● Quoted passage:
+ + + +

If there is any way of getting a sample (perhaps a torn bag?) you could run some tests, and look at the material when it is wet. See if it will work for you.


----------



## yashmack (May 20, 2013)

I think it will work, it has the right texture and look for what I would be satisfied with, im just curious how well it works as a plant substrate

here is the product page:
http://livingearth.net/products-services/products/landscape-sand-gravel
just looking at this page I can foresee a nice shopping trip for rocks and gravel pretty soon, hehe
is flagstone safe for aquariums? lol

and a pic of the granite:









how porous is this stuff is what im wondering
if its porous enough then root tabs and liquid ferts will probably make this a sufficient budget minded soil...
would having a layer of pete moss as the bottom layer help any?


----------



## DogFish (Jul 16, 2011)

If you do use it please journal your experience. I'm curious about how much/fast it will continue to degrade underwater. Worse case you end up with DG sand.


----------



## yashmack (May 20, 2013)

I will definitely be sharing my experiences
Unless I get someone here telling me a good reason to not at least try it I will be seeing how much a 40 pound bag costs next weekend


----------



## Fishermike (Feb 24, 2013)

The main issue that I'd be concerned about is that the mix of "fines" (silt and sand) and larger pieces tends to compact to a nearly solid substrate. This is actually by design - that's why it's used so much in landscaping, for mulch, paths, and driveways/motorcourts. It's very solid underfoot, unlike sand or pea gravel, and is an excellent weed barrier.

If you have lots of vigorous, well rooted plants, this might not be an issue. Just thought I'd mention it.


----------



## yashmack (May 20, 2013)

i was thinking the same, was going to sift the really fine stuff and maybe leave it out, or i might wind up mixing it with something else I find there
they have lots of stuff not listed on their website so i might find something cool  (expanded shale or calcined clay would be amazing...)


----------



## lochaber (Jan 23, 2012)

Granite is primarily mica, feldspar, and quartz (a few other things, but those 3 are the vast majority of the crystals/minerals present).

mica decomposes into clay first, and then feldspar will also decompose into clay. Quartz will eventually break down into smaller pieces (depending on how big the crystals were to begin with), but won't change into anything else.

+ + + +

● Data:
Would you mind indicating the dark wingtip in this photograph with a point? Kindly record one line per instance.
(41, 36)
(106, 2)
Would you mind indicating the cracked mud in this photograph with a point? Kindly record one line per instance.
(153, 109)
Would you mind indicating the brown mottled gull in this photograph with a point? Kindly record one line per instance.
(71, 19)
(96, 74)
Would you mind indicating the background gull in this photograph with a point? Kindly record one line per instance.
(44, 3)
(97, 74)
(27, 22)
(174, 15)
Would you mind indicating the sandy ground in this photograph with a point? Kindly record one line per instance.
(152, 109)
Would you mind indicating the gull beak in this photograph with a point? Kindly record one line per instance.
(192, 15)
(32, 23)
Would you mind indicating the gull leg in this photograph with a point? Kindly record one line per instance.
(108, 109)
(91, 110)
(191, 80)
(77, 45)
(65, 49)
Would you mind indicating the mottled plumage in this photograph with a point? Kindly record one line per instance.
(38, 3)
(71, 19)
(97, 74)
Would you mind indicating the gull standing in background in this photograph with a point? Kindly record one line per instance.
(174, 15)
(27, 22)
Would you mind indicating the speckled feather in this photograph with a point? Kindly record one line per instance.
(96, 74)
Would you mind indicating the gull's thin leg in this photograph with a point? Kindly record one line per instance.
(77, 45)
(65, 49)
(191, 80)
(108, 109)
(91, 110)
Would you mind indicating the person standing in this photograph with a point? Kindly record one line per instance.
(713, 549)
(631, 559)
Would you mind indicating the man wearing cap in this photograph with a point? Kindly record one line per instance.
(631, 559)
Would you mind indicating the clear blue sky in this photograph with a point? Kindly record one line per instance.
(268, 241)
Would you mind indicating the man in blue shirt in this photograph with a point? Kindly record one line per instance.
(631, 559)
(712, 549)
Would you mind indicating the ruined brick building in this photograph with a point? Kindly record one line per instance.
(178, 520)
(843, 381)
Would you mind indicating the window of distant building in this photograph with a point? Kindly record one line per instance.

+ + + +

● What needs to be done:
Answer these about the forum thread on granite as aquarium substrate:
(a) What size bag does yashmack plan to check the price of next weekend?
(b) According to Fishermike, what does the mix of "fines" and larger pieces tend to do?
(c) Which three minerals does lochaber say make up the vast majority of granite?

● Result:
(a) A 40 pound bag.
(b) It tends to compact to a nearly solid substrate.
(c) Mica, feldspar, and quartz.